• **Problem to work on**: Could you transcribe every entry exactly, leaving nothing out?

Extracted data entries
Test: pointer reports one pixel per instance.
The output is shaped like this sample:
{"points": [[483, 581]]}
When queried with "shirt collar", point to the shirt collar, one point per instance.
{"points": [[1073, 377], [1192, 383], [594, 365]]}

• **Result for this task**:
Test: pointer reports one pixel per instance.
The output is shaped like this sample:
{"points": [[483, 581]]}
When queried with "shirt collar", point to the shirt collar, one point per instance.
{"points": [[1073, 377], [1192, 383], [594, 365]]}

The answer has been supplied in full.